TO BE DONE:
a – Which lines in the entries contain the string "snow"? Return every such line, matching case exactly.
b – Can you write what comes next in the passage on how sugar is produced, starting after its last sentence?
* BEGIN DOCUMENT SECTION *
Sugar is a plant-derived sweetener consisting mainly of sucrose. Granulated sugar, the most commonly used type of sugar worldwide, is white sugar composed of sucrose crystals with a purity of at least 99 % (Japan Sugar Refiners' Association, 2018). Globally, nearly 80 % of sugar is produced from sugarcane, and the remaining 20 % is mostly derived from sugar beets. Only a marginal proportion of sugar is produced from other plants, such as sugar palm (Arenga pinnata), coconut palm (Cocos nucifera), and sugar maple (Acer saccharum) (Cane Sugar Manufacturing Method, Yamane, 1963).
* END DOCUMENT SECTION *
* BEGIN EXERCISE INPUT *
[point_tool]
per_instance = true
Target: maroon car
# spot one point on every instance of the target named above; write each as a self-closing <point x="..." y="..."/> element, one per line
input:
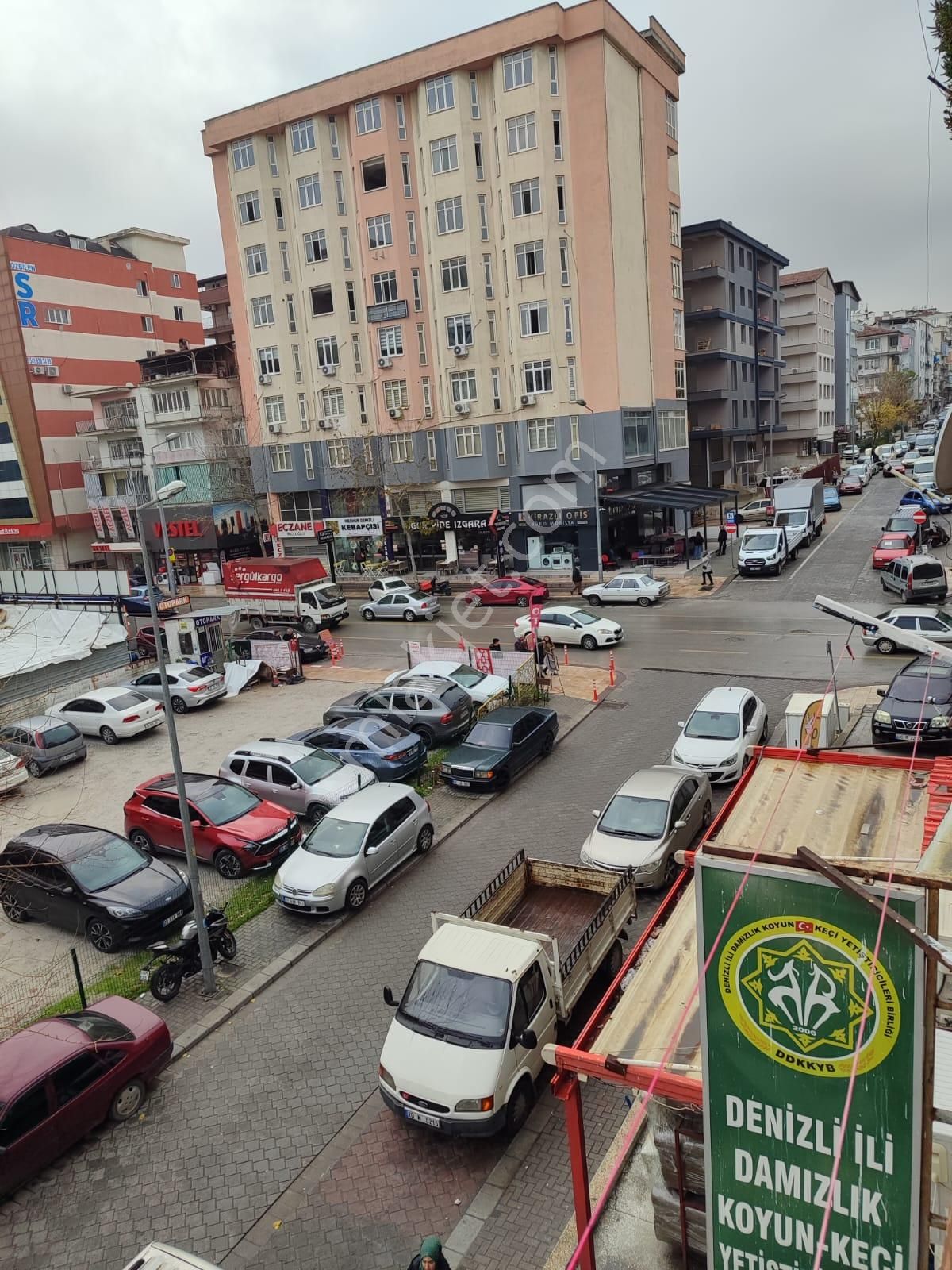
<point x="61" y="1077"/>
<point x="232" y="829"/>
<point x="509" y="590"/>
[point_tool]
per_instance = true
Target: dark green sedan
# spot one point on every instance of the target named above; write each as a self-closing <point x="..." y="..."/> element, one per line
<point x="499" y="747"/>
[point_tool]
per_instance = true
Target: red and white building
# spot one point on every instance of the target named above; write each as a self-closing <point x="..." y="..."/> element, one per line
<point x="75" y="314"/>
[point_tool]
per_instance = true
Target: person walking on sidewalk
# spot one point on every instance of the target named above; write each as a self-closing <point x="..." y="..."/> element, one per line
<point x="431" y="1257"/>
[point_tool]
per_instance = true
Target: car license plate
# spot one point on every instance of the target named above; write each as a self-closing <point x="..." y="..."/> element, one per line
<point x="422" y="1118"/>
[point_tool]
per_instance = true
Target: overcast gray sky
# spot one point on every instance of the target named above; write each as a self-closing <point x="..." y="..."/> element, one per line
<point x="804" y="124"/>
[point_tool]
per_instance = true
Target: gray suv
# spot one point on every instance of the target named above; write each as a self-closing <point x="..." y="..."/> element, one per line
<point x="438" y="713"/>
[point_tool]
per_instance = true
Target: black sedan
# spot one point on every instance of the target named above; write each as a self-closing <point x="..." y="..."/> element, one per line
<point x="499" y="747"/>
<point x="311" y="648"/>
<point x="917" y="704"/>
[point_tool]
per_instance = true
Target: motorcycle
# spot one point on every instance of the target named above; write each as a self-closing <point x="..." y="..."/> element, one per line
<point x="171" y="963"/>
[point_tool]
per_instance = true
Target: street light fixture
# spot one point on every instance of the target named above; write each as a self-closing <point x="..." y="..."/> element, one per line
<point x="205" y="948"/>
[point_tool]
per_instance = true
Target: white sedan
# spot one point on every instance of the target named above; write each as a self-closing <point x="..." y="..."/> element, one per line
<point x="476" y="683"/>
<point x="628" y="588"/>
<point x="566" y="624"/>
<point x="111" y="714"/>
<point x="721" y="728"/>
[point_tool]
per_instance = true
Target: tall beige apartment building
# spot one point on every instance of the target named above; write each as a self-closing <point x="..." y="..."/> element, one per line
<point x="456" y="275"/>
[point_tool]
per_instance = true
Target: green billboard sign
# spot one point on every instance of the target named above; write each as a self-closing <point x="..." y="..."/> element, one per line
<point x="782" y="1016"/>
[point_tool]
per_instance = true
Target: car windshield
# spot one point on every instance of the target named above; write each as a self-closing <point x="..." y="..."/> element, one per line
* END EXERCISE INPUT *
* BEGIN EXERCISE INPUT *
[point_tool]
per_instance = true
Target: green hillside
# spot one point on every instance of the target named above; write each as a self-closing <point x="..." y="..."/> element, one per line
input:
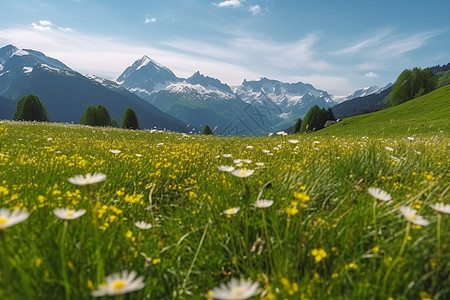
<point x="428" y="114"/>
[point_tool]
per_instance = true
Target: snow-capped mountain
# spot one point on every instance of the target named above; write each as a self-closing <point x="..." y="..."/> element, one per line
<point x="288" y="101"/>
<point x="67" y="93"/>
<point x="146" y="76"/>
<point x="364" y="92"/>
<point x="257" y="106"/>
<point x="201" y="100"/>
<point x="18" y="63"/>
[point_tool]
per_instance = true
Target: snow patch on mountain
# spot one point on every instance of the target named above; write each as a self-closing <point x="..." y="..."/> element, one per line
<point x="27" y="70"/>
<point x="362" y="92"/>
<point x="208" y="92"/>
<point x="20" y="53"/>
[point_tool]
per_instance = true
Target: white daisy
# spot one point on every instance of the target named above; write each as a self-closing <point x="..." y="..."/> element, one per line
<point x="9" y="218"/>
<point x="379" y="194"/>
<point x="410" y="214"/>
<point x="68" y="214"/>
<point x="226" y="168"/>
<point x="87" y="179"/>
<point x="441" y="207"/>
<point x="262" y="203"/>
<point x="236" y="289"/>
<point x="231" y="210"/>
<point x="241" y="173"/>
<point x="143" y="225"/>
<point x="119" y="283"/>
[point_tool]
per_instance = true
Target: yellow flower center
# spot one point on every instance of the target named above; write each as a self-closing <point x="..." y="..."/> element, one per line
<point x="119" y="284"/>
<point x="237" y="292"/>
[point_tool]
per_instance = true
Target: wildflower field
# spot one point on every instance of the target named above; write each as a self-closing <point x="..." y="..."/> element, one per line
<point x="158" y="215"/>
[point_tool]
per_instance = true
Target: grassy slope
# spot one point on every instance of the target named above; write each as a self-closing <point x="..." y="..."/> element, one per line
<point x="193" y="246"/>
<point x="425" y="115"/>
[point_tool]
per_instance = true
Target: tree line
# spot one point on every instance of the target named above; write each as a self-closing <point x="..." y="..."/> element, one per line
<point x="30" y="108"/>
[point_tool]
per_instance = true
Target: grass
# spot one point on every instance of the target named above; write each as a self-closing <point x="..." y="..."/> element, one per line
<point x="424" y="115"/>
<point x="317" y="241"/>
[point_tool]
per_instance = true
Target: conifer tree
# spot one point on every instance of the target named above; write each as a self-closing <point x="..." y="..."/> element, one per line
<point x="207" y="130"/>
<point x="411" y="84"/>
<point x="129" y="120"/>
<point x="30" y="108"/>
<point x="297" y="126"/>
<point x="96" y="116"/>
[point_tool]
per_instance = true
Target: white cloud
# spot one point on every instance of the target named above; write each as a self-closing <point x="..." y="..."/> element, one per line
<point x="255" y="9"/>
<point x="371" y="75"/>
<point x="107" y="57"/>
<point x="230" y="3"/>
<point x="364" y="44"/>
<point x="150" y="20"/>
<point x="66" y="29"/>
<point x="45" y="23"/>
* END EXERCISE INPUT *
* BEGIN EXERCISE INPUT *
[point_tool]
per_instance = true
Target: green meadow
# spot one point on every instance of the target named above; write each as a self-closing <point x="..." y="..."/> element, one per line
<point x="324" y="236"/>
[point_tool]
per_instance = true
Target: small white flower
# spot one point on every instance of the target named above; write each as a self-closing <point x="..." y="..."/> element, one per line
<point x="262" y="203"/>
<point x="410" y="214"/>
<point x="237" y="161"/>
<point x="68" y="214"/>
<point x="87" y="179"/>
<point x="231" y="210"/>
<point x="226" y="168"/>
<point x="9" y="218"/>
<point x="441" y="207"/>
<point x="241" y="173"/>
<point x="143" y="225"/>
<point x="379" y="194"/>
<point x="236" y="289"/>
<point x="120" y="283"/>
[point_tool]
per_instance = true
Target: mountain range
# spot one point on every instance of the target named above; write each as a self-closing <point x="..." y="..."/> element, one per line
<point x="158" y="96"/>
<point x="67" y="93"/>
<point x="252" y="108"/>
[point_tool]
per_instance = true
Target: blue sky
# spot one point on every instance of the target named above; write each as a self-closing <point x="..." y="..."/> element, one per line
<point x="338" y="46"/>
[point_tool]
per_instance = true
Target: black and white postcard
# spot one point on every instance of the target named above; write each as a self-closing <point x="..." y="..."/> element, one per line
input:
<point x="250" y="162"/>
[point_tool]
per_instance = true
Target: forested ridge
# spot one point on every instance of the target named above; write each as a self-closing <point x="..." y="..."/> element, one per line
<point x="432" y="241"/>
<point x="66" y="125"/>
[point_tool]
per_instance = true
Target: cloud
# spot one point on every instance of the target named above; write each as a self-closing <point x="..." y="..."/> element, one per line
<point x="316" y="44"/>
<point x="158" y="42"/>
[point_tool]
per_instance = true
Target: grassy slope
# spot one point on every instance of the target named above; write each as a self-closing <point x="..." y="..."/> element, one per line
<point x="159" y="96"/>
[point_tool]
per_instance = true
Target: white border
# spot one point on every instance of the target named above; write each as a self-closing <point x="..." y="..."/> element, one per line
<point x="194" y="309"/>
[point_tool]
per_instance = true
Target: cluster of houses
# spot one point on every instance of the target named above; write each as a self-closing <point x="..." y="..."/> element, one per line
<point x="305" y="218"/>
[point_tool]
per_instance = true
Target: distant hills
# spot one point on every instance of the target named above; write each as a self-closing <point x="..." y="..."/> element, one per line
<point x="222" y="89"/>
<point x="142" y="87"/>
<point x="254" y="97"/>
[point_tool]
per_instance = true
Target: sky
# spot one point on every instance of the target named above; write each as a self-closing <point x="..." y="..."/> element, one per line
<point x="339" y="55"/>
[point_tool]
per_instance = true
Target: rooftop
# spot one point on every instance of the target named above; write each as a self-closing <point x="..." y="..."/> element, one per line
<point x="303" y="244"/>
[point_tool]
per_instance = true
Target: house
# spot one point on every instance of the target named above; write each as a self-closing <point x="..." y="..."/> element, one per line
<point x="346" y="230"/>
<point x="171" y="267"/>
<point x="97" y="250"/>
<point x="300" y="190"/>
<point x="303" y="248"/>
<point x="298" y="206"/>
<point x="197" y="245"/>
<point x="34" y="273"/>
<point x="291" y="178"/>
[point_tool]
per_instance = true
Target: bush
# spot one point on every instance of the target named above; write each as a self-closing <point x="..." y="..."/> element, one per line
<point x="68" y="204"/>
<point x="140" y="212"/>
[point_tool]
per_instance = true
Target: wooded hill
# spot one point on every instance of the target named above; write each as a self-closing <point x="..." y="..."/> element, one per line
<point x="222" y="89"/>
* END EXERCISE INPUT *
OUTPUTS:
a –
Target: snow-capped mountain
Target: snow patch on mountain

b –
Sugar can be classified into non-centrifugal sugar and centrifugal sugar based on the production method. For both types of sugar, impurities are eliminated from the plant juice or sap, and the liquid is then concentrated by heating to allow the sucrose to crystallize. Up to this step, the production process is the same for both types of sugar. Non-centrifugal sugar is obtained after cooling the entire liquid, while centrifugal sugar is obtained by placing the liquid into a centrifugation apparatus to remove the molasses before crystallization (Science of Sugar, Hashimoto, 2006). Because of its high purity, centrifugal sugar does not contain plant-derived components other than sucrose. By contrast, non-centrifugal sugar contains 5–10 % plant-derived or production-process-derived non-sucrose components, imparting a characteristic taste and color to its sugar products (Science of Sugar, Hashimoto, 2006).
Every year, many Kokuto and brown sugar products are launched on the global market, keeping pace with their growing popularity in Japan, as mentioned in the introduction of the previous report (Fujii et al., 2019a) (Appendix). As shown in Table 1, sugar products called “brown sugar” are found in the categories of non-centrifugal sugars, centrifugal sugars, and processed sugars. Moreover, because palm sugar, maple sugar, and Kokuto, which are non-centrifugal sugars, appear to be brown or dark brown, it is difficult to identify the raw plant or taste quality based on the appearance.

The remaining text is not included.